**TASK TO CARRY OUT**
Copy out the complete listing, word for word.

**INFORMATION GIVEN**

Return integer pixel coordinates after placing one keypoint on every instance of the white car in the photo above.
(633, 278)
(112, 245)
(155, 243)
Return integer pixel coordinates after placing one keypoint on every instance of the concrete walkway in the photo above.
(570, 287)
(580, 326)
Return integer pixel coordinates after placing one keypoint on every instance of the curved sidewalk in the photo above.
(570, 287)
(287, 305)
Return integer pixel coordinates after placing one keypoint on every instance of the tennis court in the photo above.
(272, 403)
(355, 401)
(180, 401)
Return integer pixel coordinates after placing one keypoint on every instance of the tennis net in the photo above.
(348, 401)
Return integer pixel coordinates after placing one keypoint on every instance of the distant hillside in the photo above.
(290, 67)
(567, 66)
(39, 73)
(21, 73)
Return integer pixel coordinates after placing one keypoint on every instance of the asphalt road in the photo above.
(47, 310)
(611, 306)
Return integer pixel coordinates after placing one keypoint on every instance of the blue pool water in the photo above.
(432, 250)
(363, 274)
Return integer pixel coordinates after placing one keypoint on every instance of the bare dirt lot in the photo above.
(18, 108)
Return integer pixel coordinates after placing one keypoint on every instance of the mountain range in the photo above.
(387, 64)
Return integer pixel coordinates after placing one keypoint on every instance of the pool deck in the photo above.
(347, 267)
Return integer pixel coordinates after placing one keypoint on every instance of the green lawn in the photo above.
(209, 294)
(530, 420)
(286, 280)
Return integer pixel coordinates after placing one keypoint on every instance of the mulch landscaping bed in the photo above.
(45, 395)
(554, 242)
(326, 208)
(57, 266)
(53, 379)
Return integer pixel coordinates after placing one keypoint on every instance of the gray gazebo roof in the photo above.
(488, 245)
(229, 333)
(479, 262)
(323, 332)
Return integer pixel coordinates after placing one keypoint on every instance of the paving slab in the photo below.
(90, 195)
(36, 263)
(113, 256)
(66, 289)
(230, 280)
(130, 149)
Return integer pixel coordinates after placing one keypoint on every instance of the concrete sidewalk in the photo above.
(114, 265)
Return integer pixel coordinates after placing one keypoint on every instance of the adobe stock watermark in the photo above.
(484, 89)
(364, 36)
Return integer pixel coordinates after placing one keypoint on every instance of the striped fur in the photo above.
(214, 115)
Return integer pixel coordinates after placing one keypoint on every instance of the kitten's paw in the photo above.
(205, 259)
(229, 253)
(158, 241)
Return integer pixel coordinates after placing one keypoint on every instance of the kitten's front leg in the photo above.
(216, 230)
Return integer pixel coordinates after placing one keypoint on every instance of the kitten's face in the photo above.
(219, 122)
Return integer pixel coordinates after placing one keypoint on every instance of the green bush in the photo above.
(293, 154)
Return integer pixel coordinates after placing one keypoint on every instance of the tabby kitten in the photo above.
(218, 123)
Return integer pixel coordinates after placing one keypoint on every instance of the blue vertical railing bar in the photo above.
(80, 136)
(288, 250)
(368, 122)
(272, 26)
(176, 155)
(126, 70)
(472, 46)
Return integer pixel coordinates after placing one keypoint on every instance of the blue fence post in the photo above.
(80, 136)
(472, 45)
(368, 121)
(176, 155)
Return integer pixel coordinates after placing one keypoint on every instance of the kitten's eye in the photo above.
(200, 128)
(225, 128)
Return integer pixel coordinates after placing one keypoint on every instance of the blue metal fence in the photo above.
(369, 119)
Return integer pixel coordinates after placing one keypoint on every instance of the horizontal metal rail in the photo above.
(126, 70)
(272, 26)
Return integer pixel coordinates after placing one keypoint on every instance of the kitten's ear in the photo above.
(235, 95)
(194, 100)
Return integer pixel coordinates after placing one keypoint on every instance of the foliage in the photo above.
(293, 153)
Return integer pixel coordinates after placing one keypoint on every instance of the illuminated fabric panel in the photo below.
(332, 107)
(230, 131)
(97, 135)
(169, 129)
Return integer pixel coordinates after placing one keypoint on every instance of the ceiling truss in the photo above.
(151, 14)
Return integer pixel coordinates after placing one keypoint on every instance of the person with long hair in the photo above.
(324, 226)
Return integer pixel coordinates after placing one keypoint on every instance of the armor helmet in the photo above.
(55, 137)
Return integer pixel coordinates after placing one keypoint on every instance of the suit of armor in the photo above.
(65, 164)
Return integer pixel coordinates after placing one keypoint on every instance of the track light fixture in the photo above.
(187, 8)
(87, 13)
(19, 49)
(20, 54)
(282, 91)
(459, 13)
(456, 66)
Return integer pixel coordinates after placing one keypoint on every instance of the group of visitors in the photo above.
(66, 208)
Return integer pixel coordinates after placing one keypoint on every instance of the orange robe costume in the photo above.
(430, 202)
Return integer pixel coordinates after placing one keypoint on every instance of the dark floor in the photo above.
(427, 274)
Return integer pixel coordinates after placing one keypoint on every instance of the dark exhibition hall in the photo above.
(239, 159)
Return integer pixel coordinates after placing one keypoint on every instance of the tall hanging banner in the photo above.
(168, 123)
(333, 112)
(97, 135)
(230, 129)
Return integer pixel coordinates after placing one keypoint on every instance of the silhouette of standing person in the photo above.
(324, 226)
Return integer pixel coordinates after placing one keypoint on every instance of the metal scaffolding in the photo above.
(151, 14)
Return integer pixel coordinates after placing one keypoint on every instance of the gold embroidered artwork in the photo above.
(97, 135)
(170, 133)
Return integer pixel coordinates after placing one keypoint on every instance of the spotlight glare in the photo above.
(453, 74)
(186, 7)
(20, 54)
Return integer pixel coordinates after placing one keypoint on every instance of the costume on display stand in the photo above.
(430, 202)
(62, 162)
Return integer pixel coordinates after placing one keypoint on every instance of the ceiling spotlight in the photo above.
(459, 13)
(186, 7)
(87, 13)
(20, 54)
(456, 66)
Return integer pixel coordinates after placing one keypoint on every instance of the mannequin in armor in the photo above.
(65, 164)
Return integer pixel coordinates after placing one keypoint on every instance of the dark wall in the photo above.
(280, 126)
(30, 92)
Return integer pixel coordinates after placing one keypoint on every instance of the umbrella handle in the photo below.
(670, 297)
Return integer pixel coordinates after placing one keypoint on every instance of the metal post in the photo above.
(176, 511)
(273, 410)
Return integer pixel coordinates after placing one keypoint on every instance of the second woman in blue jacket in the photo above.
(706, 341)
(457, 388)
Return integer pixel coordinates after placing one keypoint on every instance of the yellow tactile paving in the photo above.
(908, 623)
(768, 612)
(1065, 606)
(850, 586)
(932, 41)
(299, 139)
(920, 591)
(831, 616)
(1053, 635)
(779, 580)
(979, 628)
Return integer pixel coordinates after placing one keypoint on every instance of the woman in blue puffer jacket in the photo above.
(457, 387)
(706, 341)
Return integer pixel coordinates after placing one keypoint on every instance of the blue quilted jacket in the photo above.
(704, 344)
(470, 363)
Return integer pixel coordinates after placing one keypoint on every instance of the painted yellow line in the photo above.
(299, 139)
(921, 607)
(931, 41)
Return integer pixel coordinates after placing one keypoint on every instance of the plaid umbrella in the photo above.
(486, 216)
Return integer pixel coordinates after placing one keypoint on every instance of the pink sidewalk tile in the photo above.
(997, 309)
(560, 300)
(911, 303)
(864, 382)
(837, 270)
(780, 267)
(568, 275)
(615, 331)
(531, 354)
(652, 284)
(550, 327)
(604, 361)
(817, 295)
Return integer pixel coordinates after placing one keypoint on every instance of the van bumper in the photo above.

**PROBLEM SOLUTION**
Return integer pixel coordinates after placing one keypoint on every instance of the white car in the photo above.
(633, 278)
(112, 245)
(155, 243)
Return integer pixel coordinates after placing one keypoint on every instance of the concrete walkway in the photo above.
(570, 287)
(580, 326)
Return integer pixel coordinates after placing one keypoint on every instance of the curved sidewalk in the photo above.
(570, 287)
(287, 305)
Return integer pixel coordinates after placing one keypoint on every instance of the tennis court in the photo above.
(272, 403)
(355, 401)
(180, 401)
Return integer pixel coordinates after placing one keypoint on every instance of the tennis net in the photo above.
(348, 401)
Return integer pixel coordinates after placing one keypoint on every instance of the distant hillside in the photo above.
(290, 67)
(567, 66)
(39, 73)
(21, 73)
Return integer pixel coordinates after placing one keypoint on every instance of the asphalt road in the photo above.
(47, 310)
(611, 306)
Return integer pixel coordinates after placing one keypoint on every instance of the blue pool water in the photo above.
(432, 250)
(363, 274)
Return integer pixel coordinates after placing one keypoint on every instance of the bare dirt lot in the photo above.
(18, 108)
Return integer pixel coordinates after placing one keypoint on every instance of the mountain range in the photo above.
(387, 64)
Return integer pixel coordinates after placing one keypoint on every instance of the pool deck in the photo above.
(347, 267)
Return integer pixel coordinates after placing one keypoint on every instance of the green lawn in the photo above.
(209, 294)
(530, 420)
(286, 280)
Return integer pixel coordinates after placing one keypoint on every instance of the mulch landscaping bed in the photo above.
(45, 395)
(554, 242)
(326, 208)
(57, 266)
(53, 379)
Return integer pixel coordinates after placing one keypoint on every instance of the gray gazebo roof in the photo above.
(488, 245)
(229, 333)
(479, 262)
(323, 332)
Return integer pixel coordinates after placing one keypoint on every instance of the paving slab in the photo below.
(90, 195)
(36, 263)
(113, 256)
(66, 289)
(230, 280)
(130, 149)
Return integer pixel coordinates after placing one keypoint on every instance of the concrete sidewalk in the photo above.
(114, 265)
Return integer pixel coordinates after placing one keypoint on every instance of the adobe stock watermark in the photo above.
(484, 89)
(364, 36)
Return integer pixel coordinates after placing one keypoint on every instance of the striped fur in the photo above.
(214, 115)
Return integer pixel coordinates after placing one keypoint on every instance of the kitten's paw in the photo above.
(205, 259)
(229, 253)
(158, 241)
Return integer pixel coordinates after placing one keypoint on every instance of the kitten's front leg in the photo above.
(216, 230)
Return integer pixel coordinates after placing one keypoint on every instance of the kitten's face in the photo above.
(219, 122)
Return integer pixel coordinates after placing one keypoint on every instance of the green bush in the photo above.
(293, 154)
Return integer pixel coordinates after placing one keypoint on every instance of the tabby kitten in the photo above.
(218, 123)
Return integer pixel coordinates after placing one keypoint on every instance of the blue vertical railing bar in the photo above.
(80, 136)
(288, 250)
(368, 122)
(272, 26)
(176, 155)
(126, 70)
(472, 46)
Return integer pixel coordinates after placing one keypoint on every instance of the blue fence post in the photo above.
(80, 136)
(472, 45)
(368, 121)
(176, 155)
Return integer pixel coordinates after placing one keypoint on every instance of the kitten's eye in the photo above.
(200, 128)
(225, 128)
Return integer pixel coordinates after placing one keypoint on every instance of the blue metal fence in the photo above.
(369, 119)
Return integer pixel coordinates after placing one keypoint on every instance of the horizontal metal rail in the photo above.
(126, 70)
(272, 26)
Return integer pixel coordinates after placing one keypoint on every instance of the kitten's ear in the photo above.
(235, 95)
(194, 100)
Return integer pixel coordinates after placing one keypoint on every instance of the foliage in the photo above.
(293, 153)
Return integer pixel coordinates after placing one keypoint on every instance of the illuminated fabric panel in the photo below.
(332, 107)
(230, 131)
(97, 135)
(169, 129)
Return integer pixel coordinates after placing one keypoint on every instance of the ceiling truss in the photo above.
(151, 14)
Return integer pixel coordinates after placing one keypoint on every instance of the person with long hair in the photo above.
(324, 226)
Return integer pixel coordinates after placing one keypoint on every instance of the armor helmet in the photo above.
(55, 137)
Return integer pixel coordinates after placing one keypoint on every instance of the suit of armor in the photo above.
(65, 164)
Return integer pixel coordinates after placing one keypoint on every instance of the track light fixture in the photo above.
(187, 8)
(87, 13)
(19, 49)
(20, 54)
(282, 91)
(459, 13)
(456, 66)
Return integer pixel coordinates after placing one keypoint on every instance of the group of visitors in the photo above.
(66, 208)
Return integer pixel coordinates after placing one keypoint on every instance of the orange robe costume in the photo above.
(430, 202)
Return integer pixel coordinates after placing one keypoint on every instance of the dark floor in the photo above.
(427, 274)
Return integer pixel coordinates after placing one keypoint on every instance of the dark exhibition hall in the photo above.
(239, 159)
Return integer pixel coordinates after placing one keypoint on every instance of the tall hanging banner in the photo above.
(168, 123)
(333, 112)
(97, 135)
(230, 129)
Return integer pixel coordinates after placing one keypoint on every instance of the silhouette of standing person in the photo above.
(324, 226)
Return integer pixel coordinates after placing one keypoint on every instance of the metal scaffolding in the photo above.
(151, 14)
Return integer pixel coordinates after placing one keypoint on every instance of the gold embroidered artwork in the photo above.
(97, 135)
(170, 133)
Return integer pixel coordinates after placing one keypoint on every instance of the spotlight glare in the photo above.
(453, 74)
(186, 7)
(20, 54)
Return integer pixel coordinates after placing one keypoint on every instance of the costume on display stand in the photo above.
(430, 202)
(62, 162)
Return integer pixel coordinates after placing one keypoint on every instance of the ceiling spotlight in the photo above.
(459, 13)
(186, 7)
(87, 13)
(20, 54)
(456, 66)
Return integer pixel coordinates after placing one keypoint on every instance of the mannequin in armor in the photo above.
(65, 164)
Return integer pixel coordinates after placing one keypoint on every instance of the dark wall in the photo above.
(280, 126)
(30, 92)
Return integer pixel coordinates after placing one keypoint on every instance of the umbrella handle in the photo below.
(670, 297)
Return integer pixel coordinates after placing one keypoint on every instance of the metal post in the photo above.
(176, 511)
(273, 410)
Return integer pixel coordinates after placing one keypoint on every instance of the second woman in blue jacket in the photo above.
(706, 341)
(457, 388)
Return integer pixel coordinates after placing one keypoint on every instance of the yellow tactile paving in the photo above.
(908, 623)
(768, 612)
(1065, 606)
(850, 586)
(932, 41)
(299, 139)
(920, 591)
(831, 616)
(1053, 635)
(779, 580)
(979, 628)
Return integer pixel coordinates after placing one keypoint on every instance of the woman in blue puffer jacket in the photo above.
(457, 387)
(706, 341)
Return integer pixel coordinates after placing one keypoint on every instance of the blue quilted jacket in the photo above.
(704, 344)
(470, 363)
Return integer pixel coordinates after placing one keypoint on every instance of the painted yellow line in the photo above.
(299, 139)
(921, 607)
(931, 41)
Return integer pixel coordinates after placing one keypoint on every instance of the plaid umbrella in the photo above.
(486, 216)
Return integer pixel coordinates after placing one keypoint on every instance of the pink sidewalk tile in the photo above.
(997, 309)
(560, 300)
(911, 303)
(864, 382)
(837, 270)
(780, 267)
(568, 275)
(615, 331)
(531, 354)
(652, 284)
(550, 327)
(604, 361)
(817, 295)
Return integer pixel coordinates after placing one keypoint on every instance of the van bumper in the photo above.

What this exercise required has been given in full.